» EXERCISE TASKS
1 - Transcribe the passage of the share purchase plan excerpt between "The price of" and "the Purchase Date.", inclusive.
2 - Continue the share purchase plan excerpt from the point where it ends.

» SOURCE DOCUMENT
## start

VI.      PURCHASE OF SHARES

         Purchase of Shares

         Subject to the limitations of Section VII, on each Purchase Date in an
         Offering, the Company shall apply the amount credited to each
         Participant's Account to the purchase of as many full Shares that may
         be purchased with such amount at the price set forth in this Section
         VI, and shall promptly deliver such Shares to the Custodian for deposit
         into the Participant's Custodial Account. Payment for Shares purchased
         under the Plan will be made only through payroll withholding deductions
         in accordance with Section IV.

         Price

         The price of Shares to be purchased on any Purchase Date shall be the
         lower of:

                  (a)      Eighty-five percent (85%) of the fair market value of
                           the Shares on the Enrollment Date of the Offering; or

                  (b)      Eighty-five percent (85%) of the fair market value of
                           the Shares on the Purchase Date.

## end

» DATA ENTRIES
## start

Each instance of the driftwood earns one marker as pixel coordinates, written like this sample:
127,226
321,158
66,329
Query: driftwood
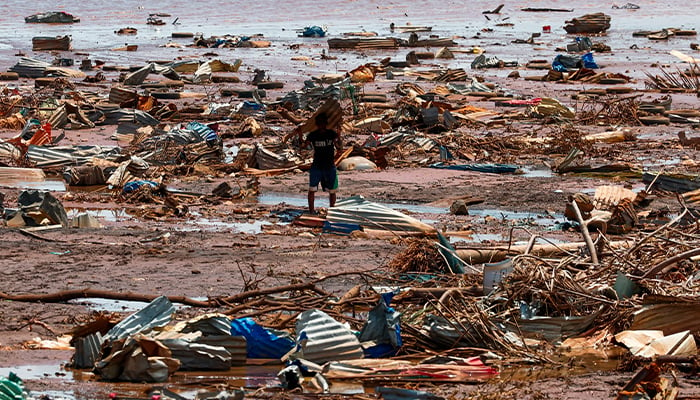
660,267
480,256
63,296
584,230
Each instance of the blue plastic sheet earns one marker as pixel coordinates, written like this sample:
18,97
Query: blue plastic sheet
262,343
313,31
383,326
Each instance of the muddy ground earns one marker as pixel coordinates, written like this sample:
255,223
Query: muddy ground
225,247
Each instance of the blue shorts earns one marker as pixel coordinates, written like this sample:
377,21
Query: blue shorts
328,178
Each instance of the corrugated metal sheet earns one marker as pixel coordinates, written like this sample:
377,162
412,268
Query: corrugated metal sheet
87,350
121,115
363,43
555,328
608,197
157,313
324,339
59,117
51,43
137,77
332,110
30,68
44,157
120,95
208,324
670,318
357,210
197,356
266,159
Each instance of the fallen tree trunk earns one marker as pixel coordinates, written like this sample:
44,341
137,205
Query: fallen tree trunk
66,295
496,254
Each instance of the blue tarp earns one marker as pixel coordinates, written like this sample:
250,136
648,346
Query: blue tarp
491,168
383,327
313,31
262,343
340,228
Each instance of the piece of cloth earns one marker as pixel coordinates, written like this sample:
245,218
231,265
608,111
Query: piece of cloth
323,143
327,177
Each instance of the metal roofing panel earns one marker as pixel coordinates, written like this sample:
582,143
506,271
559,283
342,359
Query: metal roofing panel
359,211
236,346
324,339
156,313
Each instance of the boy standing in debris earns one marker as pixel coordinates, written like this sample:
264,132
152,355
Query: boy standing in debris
325,142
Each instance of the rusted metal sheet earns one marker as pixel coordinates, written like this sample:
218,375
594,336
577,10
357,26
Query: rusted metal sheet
235,345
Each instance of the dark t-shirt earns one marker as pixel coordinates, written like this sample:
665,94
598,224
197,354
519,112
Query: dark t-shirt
324,147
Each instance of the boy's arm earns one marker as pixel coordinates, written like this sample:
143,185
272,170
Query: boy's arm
338,142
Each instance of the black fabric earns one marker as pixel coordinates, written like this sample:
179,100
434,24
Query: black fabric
324,147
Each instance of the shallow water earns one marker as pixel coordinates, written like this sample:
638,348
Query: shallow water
278,21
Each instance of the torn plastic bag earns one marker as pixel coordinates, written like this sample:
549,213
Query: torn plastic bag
262,343
383,327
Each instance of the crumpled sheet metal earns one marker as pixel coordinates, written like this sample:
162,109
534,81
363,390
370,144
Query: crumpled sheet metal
156,314
137,359
139,76
198,356
357,210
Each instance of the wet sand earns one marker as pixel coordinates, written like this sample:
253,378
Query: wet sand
205,250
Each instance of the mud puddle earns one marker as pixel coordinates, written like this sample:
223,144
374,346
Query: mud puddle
52,185
110,305
102,214
253,227
322,201
521,218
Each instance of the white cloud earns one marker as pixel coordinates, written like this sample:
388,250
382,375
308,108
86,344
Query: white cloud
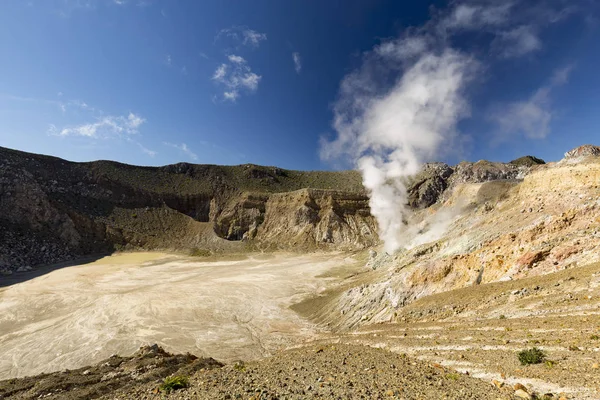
183,148
104,127
236,76
297,62
518,41
252,37
400,108
231,96
145,150
242,35
530,117
220,72
471,16
236,59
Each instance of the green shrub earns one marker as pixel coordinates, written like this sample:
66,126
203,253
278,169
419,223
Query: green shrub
172,383
531,356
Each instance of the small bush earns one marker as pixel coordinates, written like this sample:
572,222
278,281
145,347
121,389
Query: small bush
452,376
172,383
196,252
531,356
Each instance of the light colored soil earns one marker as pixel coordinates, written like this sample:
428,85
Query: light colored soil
234,308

## end

» EXPECTED RESPONSES
1 -
The price of Shares to be purchased on any Purchase Date shall be the
         lower of:

                  (a)      Eighty-five percent (85%) of the fair market value of
                           the Shares on the Enrollment Date of the Offering; or

                  (b)      Eighty-five percent (85%) of the fair market value of
                           the Shares on the Purchase Date.

2 -
         Fair Market Value

         The fair market value of the Shares on any date shall be equal to the
         closing trade price of such shares on the Valuation Date, as reported
         on the NASDAQ National Market System or such other quotation system
         that supersedes it.

         Unused Contributions

         Any amount credited to a Participant's Account and remaining therein
         immediately after a Purchase Date because it was less than the amount
         required to purchase a full Share shall be carried forward in such
         Participant's Account for application on the next succeeding Purchase
         Date.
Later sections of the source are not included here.